- Complete the following -
A. In the forum thread on grouse-legged pigeons, which breed is given as an example of the medium-muffed birds caused by the recessive factor grouse (gr)?
B. Carry on the forum thread about grouse-legged pigeons from its final line.
*** Given text ***
# Grouse Legged



## Johncat (Sep 3, 2008)

Can anyone shed any light on the difference between grouse legged (gr) and Hosen or grouse legged (H)?
Obviously one is recessive and the other dominant .... but do they look the same?


----------



## jbangelfish (Mar 22, 2008)

*They are the same*

In genetic terms, there is no grouse leg, only Hosen, which means grouse legged.

Bill


----------



## Johncat (Sep 3, 2008)

So ..... are you saying that grouse is always dominant? 
Does gene symbolised 'gr' not exist then?
I'm now more confused!!!


----------



## jbangelfish (Mar 22, 2008)

*Not that I can find*

I only find H, listed as grouse. This does indicate dominance but it will diminish if you keep breeding away from it which means it's not completely dominant.

Bill


----------



## Johncat (Sep 3, 2008)

Ok .... thanks for that


----------



## george simon (Feb 28, 2006)

*gr*

* Hi BILL and JOHNCAT, gr is listed in the book by Axel Sell, Breeding and Inheritance in Pigeons,on page 135-136"The foot feathering differs very much in the various breeds. The larger muffs of some breeds are caused by the combined effect of two different genes which individually produce a lesser degree of foot feathering:the recessive factor grouse (gr) causing medium-muffed birds like the Persian Tumbler and the partial-dominant factor Slipper (Sl)"affecting a shorter foot feathering as in the English Pouter...........so we do have two genes for foot feathering gr for grouse and Sl for slipper* GEORGE


----------



## jbangelfish (Mar 22, 2008)
*** Stored data ***
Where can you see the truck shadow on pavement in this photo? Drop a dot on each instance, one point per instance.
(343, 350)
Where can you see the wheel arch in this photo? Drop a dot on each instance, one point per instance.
***
- Answer set -
A. The Persian Tumbler.

B.
*Thanks George*

I don't have Sell's book yet but it's not in Gibson's or Quinn's. 

There are actually quite a few genes that get into different kinds of muffs and so forth but I could only find one for grouse, which was listed as H for hosen.

I do wish that these guys could get together before they start naming genes or jumping to conclusions and proclaiming something as new or different. I'm actually trying to work on that but this may never end. It seems that there is nothing stopping anyone from naming a gene whether it exists or not or whether it is new or old. Corrections continue as we learn more but opinions are often what gets written as fact.

I cannot believe how much confusion still exists in pigeon genetics after people have been breeding them for thousands of years. It seems impossible to get everyone to agree on just what is what. I really do hope that we can get our act together and sort some of these mysteries out and I'm working on doing just that. Part of the problem is that there are sometimes many ways to make a bird look a certain way and around the world, completely different sets of genes have gone into making what looks the same.

Bill


----------



## george simon (Feb 28, 2006)

* Hi BILL, The word HOSEN, is German,and it means trousers,or leggens yet in his book he uses gr and Sl.* GEORGE


----------



## jbangelfish (Mar 22, 2008)

*Hi George*



george simon said:


> * Hi BILL, The word HOSEN, is German,and it means trousers,or leggens yet in his book he uses gr and Sl.* GEORGE


Yeah, I know, like leiderhosen, which must mean short pants.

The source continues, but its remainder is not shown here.